What to produce:
Write out, please, the line containing "Q: Point to one spot on each instance of the breaking" together with all lines after it, up to and including the last one, with no other output.

□ □ □ □ □

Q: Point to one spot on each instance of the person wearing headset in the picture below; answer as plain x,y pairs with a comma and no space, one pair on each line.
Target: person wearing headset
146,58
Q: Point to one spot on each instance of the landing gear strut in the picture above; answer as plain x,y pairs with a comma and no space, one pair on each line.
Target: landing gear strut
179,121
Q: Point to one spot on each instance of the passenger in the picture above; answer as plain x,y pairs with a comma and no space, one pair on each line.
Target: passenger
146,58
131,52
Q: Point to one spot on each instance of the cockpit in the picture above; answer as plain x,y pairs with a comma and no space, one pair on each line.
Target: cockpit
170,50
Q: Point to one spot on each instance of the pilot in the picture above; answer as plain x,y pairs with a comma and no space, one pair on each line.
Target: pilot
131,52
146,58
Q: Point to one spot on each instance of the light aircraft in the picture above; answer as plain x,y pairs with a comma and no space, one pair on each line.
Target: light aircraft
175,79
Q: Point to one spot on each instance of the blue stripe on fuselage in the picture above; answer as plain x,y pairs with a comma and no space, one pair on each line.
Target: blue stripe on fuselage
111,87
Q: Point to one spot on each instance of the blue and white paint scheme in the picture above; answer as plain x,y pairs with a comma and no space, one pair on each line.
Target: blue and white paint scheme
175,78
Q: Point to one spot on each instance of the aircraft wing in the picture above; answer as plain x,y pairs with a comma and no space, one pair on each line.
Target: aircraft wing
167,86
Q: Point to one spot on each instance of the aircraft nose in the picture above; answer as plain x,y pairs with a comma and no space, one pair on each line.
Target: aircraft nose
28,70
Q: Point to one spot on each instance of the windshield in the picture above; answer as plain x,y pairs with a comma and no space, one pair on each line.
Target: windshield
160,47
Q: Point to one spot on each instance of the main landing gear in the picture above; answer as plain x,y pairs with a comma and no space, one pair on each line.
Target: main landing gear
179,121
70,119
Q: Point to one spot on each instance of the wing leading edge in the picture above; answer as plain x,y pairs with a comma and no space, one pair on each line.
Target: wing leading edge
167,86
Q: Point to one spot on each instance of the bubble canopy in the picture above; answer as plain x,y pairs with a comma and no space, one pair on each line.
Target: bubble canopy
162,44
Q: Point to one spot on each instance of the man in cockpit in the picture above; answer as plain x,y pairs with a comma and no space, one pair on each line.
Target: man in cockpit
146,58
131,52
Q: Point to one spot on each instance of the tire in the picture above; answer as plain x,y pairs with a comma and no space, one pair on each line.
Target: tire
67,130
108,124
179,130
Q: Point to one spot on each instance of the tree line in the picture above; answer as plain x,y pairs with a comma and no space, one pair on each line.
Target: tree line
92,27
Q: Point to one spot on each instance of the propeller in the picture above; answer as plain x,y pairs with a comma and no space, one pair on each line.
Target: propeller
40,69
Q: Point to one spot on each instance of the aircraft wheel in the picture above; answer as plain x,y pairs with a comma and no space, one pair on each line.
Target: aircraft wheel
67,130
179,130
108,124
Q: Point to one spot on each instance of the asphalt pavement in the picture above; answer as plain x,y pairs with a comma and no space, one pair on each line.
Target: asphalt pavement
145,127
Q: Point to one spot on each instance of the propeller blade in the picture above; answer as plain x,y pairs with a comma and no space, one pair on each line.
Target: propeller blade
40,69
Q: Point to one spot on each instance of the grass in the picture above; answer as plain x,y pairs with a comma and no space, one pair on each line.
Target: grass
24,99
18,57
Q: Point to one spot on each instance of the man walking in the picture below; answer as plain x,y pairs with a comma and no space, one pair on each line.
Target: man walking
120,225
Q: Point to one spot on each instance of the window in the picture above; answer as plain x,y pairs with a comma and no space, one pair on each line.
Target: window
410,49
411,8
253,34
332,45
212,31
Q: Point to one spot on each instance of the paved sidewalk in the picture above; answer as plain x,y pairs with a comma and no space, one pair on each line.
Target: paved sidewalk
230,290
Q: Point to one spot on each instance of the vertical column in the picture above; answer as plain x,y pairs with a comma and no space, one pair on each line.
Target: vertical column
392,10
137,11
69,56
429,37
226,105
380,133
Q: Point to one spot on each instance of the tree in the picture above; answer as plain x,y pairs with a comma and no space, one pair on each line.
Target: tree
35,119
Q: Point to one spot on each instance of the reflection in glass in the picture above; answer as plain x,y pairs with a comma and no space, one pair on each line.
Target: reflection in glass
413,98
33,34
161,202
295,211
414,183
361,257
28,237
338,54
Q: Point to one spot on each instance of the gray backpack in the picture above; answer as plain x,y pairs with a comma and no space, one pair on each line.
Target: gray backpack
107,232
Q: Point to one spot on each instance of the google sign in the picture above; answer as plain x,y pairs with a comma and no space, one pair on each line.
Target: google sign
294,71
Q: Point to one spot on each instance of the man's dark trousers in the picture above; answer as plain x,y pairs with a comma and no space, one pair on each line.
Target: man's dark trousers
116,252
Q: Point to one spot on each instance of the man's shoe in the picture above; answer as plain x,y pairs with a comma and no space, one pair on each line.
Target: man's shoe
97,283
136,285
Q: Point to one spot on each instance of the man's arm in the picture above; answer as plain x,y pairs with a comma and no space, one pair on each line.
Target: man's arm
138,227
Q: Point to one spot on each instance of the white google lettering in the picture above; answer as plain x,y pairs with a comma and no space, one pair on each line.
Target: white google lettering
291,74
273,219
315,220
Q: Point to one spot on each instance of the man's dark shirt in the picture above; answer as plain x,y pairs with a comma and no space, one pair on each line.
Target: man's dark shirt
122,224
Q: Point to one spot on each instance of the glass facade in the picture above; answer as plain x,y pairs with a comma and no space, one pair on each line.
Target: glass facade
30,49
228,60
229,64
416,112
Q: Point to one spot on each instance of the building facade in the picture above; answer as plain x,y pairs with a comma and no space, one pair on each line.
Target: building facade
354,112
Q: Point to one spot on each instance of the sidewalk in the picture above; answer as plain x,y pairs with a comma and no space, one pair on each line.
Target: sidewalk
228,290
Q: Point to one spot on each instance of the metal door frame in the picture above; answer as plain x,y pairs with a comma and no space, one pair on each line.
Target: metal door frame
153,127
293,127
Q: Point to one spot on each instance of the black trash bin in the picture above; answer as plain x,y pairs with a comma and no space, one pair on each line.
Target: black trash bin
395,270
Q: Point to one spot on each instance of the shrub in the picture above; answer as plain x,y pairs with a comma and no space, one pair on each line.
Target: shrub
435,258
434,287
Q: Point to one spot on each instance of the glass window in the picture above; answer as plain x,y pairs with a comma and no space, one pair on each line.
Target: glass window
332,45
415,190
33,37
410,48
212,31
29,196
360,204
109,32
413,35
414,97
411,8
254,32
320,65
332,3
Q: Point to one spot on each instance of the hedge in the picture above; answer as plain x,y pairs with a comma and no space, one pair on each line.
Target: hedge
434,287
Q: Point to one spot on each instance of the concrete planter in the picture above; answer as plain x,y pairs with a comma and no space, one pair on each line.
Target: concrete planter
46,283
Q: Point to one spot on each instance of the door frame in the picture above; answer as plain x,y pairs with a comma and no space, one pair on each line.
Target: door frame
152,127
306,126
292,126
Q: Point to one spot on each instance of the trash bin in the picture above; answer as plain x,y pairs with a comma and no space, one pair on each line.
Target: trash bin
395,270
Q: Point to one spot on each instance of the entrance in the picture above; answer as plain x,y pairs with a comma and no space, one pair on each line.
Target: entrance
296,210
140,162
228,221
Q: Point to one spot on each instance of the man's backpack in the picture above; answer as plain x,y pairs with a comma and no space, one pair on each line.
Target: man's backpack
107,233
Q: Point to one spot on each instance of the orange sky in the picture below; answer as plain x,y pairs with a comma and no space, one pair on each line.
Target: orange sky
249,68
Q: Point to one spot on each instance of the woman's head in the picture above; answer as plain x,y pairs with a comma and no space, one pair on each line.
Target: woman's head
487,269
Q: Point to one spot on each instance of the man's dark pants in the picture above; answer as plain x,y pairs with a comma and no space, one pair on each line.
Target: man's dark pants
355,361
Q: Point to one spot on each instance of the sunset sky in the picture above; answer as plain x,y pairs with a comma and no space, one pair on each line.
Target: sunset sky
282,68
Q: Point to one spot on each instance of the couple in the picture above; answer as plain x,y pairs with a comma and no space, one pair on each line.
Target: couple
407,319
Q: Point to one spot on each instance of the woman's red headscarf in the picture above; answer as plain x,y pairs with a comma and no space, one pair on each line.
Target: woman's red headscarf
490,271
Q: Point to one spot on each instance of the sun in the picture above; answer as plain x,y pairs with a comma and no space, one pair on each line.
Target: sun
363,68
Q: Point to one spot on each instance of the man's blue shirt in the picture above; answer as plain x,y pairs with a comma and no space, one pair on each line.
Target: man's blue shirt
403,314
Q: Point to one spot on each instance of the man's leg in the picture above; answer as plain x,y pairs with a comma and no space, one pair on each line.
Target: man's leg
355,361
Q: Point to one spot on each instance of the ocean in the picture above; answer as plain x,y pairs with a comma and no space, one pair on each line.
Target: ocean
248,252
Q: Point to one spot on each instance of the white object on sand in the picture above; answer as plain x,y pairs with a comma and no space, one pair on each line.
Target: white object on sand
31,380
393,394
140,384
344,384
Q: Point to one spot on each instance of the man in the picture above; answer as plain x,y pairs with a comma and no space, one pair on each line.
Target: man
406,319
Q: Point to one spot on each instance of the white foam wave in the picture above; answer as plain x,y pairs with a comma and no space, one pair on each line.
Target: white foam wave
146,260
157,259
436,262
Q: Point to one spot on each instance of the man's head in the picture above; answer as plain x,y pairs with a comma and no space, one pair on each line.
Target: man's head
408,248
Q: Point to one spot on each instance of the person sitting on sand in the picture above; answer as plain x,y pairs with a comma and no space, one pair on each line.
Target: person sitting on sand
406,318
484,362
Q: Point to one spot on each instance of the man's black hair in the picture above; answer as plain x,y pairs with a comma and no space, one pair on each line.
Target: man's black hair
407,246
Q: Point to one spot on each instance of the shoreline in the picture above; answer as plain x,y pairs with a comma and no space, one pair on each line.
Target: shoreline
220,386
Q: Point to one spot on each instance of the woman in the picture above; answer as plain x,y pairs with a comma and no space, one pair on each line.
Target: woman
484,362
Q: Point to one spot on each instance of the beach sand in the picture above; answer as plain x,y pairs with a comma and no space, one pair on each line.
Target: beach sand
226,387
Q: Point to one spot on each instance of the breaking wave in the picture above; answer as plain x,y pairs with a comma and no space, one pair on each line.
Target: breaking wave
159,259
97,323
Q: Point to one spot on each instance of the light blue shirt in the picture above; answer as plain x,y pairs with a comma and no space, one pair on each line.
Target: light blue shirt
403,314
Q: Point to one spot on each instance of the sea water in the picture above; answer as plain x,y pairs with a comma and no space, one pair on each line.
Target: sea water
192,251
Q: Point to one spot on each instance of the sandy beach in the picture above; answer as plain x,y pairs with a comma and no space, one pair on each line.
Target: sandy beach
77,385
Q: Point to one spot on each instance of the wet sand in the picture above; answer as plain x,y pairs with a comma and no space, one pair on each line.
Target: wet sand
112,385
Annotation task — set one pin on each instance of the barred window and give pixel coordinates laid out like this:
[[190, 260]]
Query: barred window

□ □ □ □ □

Exercise solution:
Q: Point to one spot on each instance of the breaking wave in the picture above; answer as plain x,y pairs with a comma and no space, one pair on each line.
Target: breaking wave
159,259
97,323
Q: Point to one spot on each instance of the light blue shirt in the picture above; answer as plain x,y pairs with a comma and no space, one pair on each line.
Target: light blue shirt
403,314
Q: Point to one spot on each instance of the sea water in the picture above; answer as plain x,y pairs with a comma and no space, one pair on each line.
Target: sea water
192,251
Q: Point to one spot on each instance of the sandy beach in the picture above; answer as plain x,y pairs with a comma and no space, one pair on each line.
Target: sandy beach
77,385
Q: Point to one spot on each instance of the wet sand in the picture above; answer as plain x,y pairs with a comma and no space, one pair on each line.
Target: wet sand
112,385
Annotation task — set one pin on each instance of the barred window and give pixel coordinates laid out like this:
[[190, 260]]
Query: barred window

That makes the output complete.